>> start Rows
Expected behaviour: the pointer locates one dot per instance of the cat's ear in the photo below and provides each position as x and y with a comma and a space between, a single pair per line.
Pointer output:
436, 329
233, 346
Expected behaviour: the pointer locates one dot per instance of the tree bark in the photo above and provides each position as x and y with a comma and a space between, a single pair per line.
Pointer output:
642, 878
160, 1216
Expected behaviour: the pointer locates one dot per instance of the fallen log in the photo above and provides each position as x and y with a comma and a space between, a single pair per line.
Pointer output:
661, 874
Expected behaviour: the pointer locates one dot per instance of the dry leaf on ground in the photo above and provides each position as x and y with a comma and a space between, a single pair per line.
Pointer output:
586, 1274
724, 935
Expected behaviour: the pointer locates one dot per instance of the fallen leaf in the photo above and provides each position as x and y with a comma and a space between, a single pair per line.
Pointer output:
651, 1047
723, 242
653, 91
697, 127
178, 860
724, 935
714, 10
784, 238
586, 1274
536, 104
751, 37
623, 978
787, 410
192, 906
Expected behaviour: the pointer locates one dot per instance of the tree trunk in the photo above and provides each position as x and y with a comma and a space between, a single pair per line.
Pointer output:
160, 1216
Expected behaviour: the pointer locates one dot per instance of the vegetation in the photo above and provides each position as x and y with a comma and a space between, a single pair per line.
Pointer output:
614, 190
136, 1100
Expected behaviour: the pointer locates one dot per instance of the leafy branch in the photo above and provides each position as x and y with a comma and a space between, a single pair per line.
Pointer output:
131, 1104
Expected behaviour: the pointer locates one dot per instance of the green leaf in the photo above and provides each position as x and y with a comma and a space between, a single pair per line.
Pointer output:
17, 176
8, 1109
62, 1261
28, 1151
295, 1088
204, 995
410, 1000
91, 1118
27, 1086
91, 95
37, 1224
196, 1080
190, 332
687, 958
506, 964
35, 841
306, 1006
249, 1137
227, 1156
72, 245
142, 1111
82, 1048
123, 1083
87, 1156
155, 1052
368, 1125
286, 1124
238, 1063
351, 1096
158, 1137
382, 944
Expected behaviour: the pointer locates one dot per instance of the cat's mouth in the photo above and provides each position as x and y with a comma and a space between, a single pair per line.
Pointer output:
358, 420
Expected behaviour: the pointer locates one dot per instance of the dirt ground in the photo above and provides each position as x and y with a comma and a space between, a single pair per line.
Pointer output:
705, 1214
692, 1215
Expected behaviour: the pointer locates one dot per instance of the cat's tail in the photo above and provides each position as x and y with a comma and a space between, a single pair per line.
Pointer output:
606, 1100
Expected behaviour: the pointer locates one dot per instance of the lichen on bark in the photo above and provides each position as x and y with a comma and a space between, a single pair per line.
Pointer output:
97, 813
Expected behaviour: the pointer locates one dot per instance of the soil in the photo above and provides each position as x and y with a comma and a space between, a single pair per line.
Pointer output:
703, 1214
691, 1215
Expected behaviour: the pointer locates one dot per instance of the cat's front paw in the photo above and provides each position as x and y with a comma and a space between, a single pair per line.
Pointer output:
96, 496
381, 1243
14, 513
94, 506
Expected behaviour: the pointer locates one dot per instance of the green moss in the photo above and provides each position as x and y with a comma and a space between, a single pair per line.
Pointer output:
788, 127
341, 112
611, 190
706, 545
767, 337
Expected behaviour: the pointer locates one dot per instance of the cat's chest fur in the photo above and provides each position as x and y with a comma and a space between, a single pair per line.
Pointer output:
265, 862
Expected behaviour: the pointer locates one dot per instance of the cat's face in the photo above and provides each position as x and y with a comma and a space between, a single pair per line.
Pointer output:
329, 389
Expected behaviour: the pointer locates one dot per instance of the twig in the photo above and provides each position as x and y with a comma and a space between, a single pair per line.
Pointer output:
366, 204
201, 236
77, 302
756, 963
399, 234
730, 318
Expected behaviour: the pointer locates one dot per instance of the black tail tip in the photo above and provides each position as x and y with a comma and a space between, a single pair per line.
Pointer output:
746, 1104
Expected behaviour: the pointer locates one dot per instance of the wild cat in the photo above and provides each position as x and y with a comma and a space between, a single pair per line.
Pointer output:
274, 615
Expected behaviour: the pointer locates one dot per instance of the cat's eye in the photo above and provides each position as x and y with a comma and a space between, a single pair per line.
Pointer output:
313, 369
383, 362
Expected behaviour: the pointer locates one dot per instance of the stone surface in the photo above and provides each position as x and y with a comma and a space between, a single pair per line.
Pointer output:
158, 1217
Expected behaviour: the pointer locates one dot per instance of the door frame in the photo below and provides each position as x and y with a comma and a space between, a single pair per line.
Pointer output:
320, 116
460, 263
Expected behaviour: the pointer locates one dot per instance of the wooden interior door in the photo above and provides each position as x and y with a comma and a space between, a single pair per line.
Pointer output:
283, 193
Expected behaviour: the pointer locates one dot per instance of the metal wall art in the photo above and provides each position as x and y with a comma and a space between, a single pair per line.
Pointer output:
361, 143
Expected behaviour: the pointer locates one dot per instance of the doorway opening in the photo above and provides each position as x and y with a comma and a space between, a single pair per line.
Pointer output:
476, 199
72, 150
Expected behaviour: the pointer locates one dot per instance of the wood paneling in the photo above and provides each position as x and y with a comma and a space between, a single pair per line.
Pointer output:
>> end Rows
● Brief
Return the whole listing exactly, with every line included.

● Correct result
Expected behaviour: the pointer locates one dot per instance of the cat's ear in the photo below and provides each position as x and y with a comma and a space between, a single pair per line.
Pointer output:
436, 329
233, 346
Expected behaviour: the pointer locates one dot per instance of the tree bark in the photo above and provides each position as x and y with a comma and a space between, a single pair per line.
Pointer output:
642, 878
160, 1216
Expected behaviour: the pointer locates one dot per instance of the fallen log in the photo above and provides each position as x and y with a comma and a space between, a single pair per line.
Pointer output:
661, 874
Expected behaviour: the pointer locates one dot per instance of the dry leaf on ground in the photo above and provides each position as x and y with a comma and a space between, a single pair per line.
Pointer output:
586, 1274
724, 935
Expected behaviour: the pointer locates one dot per instance of the fallen leaf in the photo above and provides each position as x and y with a comma and a space between, a single pair per line.
Pointer output:
651, 1047
723, 242
653, 91
697, 127
178, 860
724, 935
714, 10
784, 238
586, 1274
536, 104
751, 37
623, 978
787, 410
192, 906
Expected behaviour: the pointer locates one dot per instance of the tree trunk in the photo above and provides each position as x and y with a comma and a space between, a single pair per line.
Pointer output:
160, 1216
Expected behaviour: the pointer locates one dot per instance of the vegetation in the photo above and provides each position as x and y with a comma and a space between, a single pair per line.
Pointer output:
614, 190
136, 1100
Expected behaviour: the pointer locates one dot per instance of the leafy branch in the photo above and provides each position as x and y with a comma and a space between, a single pair per line.
Pointer output:
131, 1104
Expected behaviour: the pointer locates one dot per instance of the green leaf in the photo above and provides each position as x and y with a comma and a space between, a single pair per line.
Pointer output:
17, 176
8, 1109
62, 1261
28, 1151
295, 1088
204, 995
410, 1000
91, 1118
27, 1086
91, 95
37, 1224
196, 1080
190, 332
687, 958
506, 964
35, 841
306, 1006
249, 1137
227, 1156
72, 245
142, 1111
82, 1048
123, 1083
87, 1156
155, 1052
368, 1125
286, 1124
238, 1063
351, 1096
158, 1137
382, 944
Expected behaviour: the pointer locates one dot per instance of the cat's mouth in the photo above and provides each position as x and y with a comma and a space between, a single pair per line.
Pointer output:
358, 420
Expected behaviour: the pointer locates one dot per instance of the dirt ground in the photo above and provides each position as x and y with a comma and a space between, a single pair per line.
Pointer output:
705, 1214
692, 1215
Expected behaviour: the pointer locates one dot per instance of the cat's tail in the photo above and provides each position as x and y with a comma and a space between, a single pair per line.
Pointer output:
606, 1100
Expected behaviour: the pointer locates one dot per instance of the lichen on bark in the photo above and provides each position as x and y with a comma and a space between, a single pair per line.
Pointer output:
97, 813
Expected behaviour: the pointer locates one dot per instance of the soil in the photo above and provides each position as x and y with a comma and a space between, a single pair per line.
Pointer output:
703, 1214
691, 1215
Expected behaviour: the pointer locates one dot per instance of the cat's front paw in the photo above and provides each position as x and y with a comma and a space between, a single pair per line.
Pointer output:
96, 496
381, 1243
14, 513
94, 506
Expected behaviour: the pointer locates one dot per instance of the green moss in the photo above and provides each position as x and y with a comma and a space between, a single pair per line.
Pointer output:
788, 127
341, 112
611, 190
706, 545
767, 337
Expected behaviour: the pointer locates one dot per instance of the cat's chest fur in the photo above and provides each position as x and y with a comma and a space between, a single pair per line.
Pointer output:
265, 862
Expected behaviour: the pointer locates one dot per instance of the cat's face in the photo above and provides each position as x and y with a comma and a space between, a single pair per line.
Pointer output:
329, 389
Expected behaviour: the pointer locates one dot per instance of the twig in the photo above and provides each position as x and y with a comma and a space between, a single pair per line.
Pointer output:
366, 204
201, 236
77, 302
756, 963
399, 234
730, 318
Expected behaviour: the pointer locates one dot per instance of the black tail tip in the photo above and provides each position as x and y with a comma and a space between, a single pair per line.
Pointer output:
746, 1104
Expected behaviour: the pointer locates one dot per instance of the wild cat in the photo above and provides each position as x and y with a comma and a space between, a single pair per line.
Pointer output:
274, 615
Expected behaviour: the pointer locates one dot per instance of the cat's eye in the photo above and provides each position as x and y with a comma and a space between, a single pair per line.
Pointer output:
313, 369
383, 362
Expected behaviour: the pointer locates one dot per instance of the stone surface in the photo above and provides each position as x and y with a comma and a space between, a single pair per line.
Pointer output:
158, 1217
Expected behaviour: the pointer locates one dot per instance of the door frame in the photo below and provides each position as x and y with a comma and a space between, a single pair per line.
Pointer output:
320, 116
460, 263
Expected behaviour: the pointer locates one dot per instance of the wooden interior door in the photo above and provides each position as x and y with a comma and a space between, a single pair per line.
Pointer output:
283, 193
Expected behaviour: the pointer locates one dot per instance of the metal wall art in the photo above and provides each position as x and y with a comma and a space between, a single pair per line.
Pointer output:
361, 143
Expected behaviour: the pointer locates one dot per instance of the doorway opening in the photo above and provides each position as x and y with a comma and a space between, a single pair per line.
Pointer output:
476, 199
72, 150
Expected behaviour: the pointer locates one dot per instance of the wood paneling in the photo above and provides each position as x and y with a comma and a space between, a single pair per line.
Pointer output:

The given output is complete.